** Problem to solve **
Reproduce the records exactly through the line with "# tag a point on each instance of the stone spire".
--- Provided material ---
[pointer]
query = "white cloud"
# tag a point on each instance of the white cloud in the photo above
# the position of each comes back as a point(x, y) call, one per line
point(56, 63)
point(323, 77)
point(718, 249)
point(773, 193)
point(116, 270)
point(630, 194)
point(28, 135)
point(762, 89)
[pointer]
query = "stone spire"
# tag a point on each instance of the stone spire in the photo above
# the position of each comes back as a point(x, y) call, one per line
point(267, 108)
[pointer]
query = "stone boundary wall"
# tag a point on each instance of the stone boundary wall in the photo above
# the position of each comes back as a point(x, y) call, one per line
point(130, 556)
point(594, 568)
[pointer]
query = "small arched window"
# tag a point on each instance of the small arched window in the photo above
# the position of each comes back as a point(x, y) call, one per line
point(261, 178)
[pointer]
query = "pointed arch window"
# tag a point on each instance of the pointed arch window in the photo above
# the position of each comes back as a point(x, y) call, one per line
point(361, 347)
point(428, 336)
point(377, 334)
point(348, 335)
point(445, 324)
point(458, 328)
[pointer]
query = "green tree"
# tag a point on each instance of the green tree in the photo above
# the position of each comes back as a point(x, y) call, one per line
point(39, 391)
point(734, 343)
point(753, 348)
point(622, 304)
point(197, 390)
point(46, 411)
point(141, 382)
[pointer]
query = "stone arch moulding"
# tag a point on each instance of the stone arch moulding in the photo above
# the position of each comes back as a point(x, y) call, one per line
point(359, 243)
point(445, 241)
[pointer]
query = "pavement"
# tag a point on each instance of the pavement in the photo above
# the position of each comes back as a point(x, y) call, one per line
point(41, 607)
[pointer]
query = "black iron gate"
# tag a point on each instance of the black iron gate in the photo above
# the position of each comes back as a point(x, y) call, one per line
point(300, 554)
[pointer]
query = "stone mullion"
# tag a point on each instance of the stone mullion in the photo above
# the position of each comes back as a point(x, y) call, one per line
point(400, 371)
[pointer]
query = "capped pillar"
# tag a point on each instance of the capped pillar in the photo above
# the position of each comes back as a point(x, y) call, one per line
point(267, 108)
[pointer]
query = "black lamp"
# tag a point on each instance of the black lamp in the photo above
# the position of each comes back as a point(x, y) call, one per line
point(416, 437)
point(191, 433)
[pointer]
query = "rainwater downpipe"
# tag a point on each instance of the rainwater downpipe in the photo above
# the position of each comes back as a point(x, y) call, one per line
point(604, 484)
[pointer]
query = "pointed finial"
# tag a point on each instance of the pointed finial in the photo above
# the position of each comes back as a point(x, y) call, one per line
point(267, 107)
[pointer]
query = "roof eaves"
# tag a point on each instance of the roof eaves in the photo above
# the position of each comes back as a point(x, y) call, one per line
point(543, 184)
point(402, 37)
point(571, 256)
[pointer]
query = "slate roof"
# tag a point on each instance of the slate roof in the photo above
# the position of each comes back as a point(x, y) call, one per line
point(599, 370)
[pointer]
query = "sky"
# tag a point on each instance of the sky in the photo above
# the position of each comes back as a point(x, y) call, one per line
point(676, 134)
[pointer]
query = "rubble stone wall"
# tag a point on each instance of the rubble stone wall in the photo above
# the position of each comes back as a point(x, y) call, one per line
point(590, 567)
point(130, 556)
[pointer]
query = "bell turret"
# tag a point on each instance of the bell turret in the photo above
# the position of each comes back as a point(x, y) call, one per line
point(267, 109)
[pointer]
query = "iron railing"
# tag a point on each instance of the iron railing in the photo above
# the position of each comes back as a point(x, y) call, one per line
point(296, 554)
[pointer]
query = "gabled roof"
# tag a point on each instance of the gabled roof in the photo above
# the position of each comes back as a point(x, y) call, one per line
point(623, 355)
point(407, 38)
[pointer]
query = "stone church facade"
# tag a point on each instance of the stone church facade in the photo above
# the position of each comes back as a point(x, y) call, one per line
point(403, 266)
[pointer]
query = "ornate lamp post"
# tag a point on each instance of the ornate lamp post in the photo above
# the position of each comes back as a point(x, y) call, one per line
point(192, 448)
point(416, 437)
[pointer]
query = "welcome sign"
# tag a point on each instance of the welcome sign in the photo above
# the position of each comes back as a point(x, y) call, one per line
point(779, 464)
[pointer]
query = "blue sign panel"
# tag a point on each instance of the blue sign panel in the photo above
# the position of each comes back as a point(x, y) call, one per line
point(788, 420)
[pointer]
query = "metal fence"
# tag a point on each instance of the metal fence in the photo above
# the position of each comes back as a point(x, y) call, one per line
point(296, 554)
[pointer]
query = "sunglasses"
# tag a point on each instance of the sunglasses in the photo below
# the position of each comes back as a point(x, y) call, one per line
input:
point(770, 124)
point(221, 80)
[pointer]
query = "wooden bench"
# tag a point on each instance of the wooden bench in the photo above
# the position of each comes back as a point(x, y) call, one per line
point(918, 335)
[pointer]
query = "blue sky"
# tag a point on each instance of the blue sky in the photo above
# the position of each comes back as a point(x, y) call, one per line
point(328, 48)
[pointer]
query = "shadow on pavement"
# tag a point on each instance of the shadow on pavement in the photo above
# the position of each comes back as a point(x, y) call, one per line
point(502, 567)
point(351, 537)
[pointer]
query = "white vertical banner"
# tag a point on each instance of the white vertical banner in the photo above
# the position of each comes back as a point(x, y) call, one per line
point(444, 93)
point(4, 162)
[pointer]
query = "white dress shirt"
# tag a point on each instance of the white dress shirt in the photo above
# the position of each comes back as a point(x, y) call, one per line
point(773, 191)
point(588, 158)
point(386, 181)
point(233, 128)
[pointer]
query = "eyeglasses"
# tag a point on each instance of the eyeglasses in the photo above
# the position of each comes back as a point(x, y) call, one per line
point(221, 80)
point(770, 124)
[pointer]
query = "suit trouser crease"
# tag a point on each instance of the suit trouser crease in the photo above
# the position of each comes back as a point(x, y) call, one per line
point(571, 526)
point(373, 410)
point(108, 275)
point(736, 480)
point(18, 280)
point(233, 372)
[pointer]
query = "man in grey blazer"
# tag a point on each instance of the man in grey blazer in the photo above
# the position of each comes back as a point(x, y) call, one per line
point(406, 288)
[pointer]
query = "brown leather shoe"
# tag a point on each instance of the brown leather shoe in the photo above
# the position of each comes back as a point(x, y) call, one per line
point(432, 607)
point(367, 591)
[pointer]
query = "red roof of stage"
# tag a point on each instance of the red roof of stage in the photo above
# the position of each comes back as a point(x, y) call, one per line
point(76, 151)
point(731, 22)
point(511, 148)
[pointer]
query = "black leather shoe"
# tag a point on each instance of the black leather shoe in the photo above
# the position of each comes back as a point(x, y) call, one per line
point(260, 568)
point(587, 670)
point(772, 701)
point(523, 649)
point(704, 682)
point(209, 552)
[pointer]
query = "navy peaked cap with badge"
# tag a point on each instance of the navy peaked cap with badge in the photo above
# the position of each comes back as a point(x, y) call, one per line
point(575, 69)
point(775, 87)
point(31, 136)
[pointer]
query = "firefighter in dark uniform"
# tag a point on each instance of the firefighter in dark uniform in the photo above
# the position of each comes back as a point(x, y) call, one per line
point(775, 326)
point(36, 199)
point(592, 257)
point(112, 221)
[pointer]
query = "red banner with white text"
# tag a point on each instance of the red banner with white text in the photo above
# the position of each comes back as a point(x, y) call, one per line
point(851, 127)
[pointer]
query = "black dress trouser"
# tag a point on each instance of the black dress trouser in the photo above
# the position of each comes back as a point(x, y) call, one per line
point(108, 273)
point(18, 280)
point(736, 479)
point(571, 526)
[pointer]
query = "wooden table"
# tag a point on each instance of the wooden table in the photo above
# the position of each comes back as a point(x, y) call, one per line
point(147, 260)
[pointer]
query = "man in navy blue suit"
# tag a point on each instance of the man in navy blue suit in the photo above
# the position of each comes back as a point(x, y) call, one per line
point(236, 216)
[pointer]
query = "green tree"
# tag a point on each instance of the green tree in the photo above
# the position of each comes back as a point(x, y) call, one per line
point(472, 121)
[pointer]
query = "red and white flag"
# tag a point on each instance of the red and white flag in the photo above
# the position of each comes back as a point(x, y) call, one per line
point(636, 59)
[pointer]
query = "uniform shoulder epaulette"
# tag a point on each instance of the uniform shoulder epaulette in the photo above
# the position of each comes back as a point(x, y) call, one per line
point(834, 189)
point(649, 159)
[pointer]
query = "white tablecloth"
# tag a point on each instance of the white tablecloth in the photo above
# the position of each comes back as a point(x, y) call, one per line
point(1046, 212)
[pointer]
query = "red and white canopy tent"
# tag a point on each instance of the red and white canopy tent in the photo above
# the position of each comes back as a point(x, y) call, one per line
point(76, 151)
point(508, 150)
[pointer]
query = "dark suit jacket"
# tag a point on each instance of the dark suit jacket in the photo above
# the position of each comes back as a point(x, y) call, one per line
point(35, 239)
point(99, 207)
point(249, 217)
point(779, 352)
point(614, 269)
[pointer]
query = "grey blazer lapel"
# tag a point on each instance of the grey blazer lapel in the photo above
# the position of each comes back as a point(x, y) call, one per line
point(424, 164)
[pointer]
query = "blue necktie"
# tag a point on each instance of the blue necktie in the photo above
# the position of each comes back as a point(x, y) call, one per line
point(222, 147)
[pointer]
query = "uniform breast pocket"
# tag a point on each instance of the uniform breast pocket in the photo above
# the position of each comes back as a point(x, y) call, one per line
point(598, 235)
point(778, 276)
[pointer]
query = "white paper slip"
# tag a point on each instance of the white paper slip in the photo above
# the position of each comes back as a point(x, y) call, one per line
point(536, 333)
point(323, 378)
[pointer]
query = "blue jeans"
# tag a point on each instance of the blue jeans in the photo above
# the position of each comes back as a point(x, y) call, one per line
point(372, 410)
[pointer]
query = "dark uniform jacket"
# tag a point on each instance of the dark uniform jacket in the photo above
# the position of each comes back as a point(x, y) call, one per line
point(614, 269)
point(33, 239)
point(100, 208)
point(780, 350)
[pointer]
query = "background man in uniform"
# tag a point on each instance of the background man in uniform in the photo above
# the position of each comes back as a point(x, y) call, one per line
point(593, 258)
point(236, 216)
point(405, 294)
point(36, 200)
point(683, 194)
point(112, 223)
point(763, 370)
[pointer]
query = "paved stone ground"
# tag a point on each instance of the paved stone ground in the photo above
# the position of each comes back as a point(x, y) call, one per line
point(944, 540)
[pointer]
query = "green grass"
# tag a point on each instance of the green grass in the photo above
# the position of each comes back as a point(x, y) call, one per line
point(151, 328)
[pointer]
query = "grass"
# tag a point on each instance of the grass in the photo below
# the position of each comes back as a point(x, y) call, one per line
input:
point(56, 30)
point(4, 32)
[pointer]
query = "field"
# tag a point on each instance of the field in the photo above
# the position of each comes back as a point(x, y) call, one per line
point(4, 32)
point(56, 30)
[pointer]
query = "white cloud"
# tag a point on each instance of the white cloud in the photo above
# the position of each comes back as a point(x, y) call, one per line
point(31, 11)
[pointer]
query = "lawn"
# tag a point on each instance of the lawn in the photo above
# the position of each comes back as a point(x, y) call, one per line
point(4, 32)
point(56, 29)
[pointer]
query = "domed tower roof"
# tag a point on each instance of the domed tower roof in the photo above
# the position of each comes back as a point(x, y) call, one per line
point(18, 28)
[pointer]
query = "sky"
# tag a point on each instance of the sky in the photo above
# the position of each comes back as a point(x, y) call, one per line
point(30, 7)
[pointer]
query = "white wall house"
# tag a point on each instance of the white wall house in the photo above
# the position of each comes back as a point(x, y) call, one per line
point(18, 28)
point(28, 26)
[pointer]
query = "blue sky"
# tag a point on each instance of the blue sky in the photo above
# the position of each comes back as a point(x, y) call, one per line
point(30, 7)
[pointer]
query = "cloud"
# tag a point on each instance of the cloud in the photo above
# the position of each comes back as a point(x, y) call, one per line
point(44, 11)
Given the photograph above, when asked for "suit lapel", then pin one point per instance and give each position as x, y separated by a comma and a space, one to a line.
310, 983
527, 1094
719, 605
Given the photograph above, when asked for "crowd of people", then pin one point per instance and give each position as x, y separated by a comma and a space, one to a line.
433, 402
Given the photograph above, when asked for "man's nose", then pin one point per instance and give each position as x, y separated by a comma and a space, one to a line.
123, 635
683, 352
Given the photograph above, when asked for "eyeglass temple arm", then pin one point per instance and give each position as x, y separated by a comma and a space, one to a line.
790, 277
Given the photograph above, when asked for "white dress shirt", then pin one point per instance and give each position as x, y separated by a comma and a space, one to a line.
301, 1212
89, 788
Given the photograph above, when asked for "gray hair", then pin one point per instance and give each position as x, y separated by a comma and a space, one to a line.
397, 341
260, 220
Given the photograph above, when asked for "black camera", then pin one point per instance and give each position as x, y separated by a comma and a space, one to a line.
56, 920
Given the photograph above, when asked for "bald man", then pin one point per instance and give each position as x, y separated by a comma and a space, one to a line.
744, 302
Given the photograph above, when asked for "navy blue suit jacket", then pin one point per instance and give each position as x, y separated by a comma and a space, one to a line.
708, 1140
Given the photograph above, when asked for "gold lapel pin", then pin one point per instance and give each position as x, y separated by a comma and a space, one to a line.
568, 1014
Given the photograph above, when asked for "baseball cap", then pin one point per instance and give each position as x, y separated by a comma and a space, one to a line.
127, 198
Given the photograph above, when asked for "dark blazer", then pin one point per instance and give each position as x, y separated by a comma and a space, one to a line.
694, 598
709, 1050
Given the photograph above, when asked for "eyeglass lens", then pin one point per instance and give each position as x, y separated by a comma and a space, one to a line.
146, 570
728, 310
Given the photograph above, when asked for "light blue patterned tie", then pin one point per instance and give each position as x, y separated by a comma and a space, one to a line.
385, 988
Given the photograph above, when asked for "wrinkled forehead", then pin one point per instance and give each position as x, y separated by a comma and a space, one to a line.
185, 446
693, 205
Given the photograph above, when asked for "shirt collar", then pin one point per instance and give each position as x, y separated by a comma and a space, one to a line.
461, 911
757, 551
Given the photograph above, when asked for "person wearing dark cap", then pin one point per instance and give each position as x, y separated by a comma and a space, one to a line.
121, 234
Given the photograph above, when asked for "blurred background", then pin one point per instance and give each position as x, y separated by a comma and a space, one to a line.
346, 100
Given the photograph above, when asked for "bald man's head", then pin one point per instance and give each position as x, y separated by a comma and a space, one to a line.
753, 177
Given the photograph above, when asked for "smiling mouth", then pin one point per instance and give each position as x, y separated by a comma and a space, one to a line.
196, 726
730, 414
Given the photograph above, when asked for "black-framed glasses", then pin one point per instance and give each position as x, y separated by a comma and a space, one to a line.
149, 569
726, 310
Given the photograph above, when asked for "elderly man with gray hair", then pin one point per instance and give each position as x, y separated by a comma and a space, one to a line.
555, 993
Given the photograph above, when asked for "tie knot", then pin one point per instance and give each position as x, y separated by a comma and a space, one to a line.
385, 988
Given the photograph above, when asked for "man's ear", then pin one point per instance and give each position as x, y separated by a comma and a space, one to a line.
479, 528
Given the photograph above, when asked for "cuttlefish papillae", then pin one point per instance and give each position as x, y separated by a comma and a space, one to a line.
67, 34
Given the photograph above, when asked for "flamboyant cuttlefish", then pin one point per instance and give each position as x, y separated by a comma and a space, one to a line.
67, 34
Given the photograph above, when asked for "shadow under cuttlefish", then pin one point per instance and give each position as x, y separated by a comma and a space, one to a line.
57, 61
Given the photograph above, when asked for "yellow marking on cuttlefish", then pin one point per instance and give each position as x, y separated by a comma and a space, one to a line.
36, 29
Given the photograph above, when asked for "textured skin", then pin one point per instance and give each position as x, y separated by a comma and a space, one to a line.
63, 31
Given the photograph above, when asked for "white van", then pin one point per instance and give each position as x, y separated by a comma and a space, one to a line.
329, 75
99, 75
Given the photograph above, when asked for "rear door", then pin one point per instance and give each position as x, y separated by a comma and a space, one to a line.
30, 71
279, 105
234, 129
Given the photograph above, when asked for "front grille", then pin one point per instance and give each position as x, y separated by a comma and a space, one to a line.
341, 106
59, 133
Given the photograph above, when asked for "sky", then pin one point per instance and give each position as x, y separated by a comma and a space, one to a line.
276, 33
---
** Written solution **
[pointer]
query = "white cloud"
# tag a point on each instance of the white cloud in the photo above
# the position of each comes back as a point(x, y) call, one per line
point(56, 63)
point(323, 77)
point(718, 249)
point(773, 193)
point(116, 270)
point(630, 194)
point(28, 135)
point(762, 89)
[pointer]
query = "stone spire"
# tag a point on each instance of the stone spire in the photo above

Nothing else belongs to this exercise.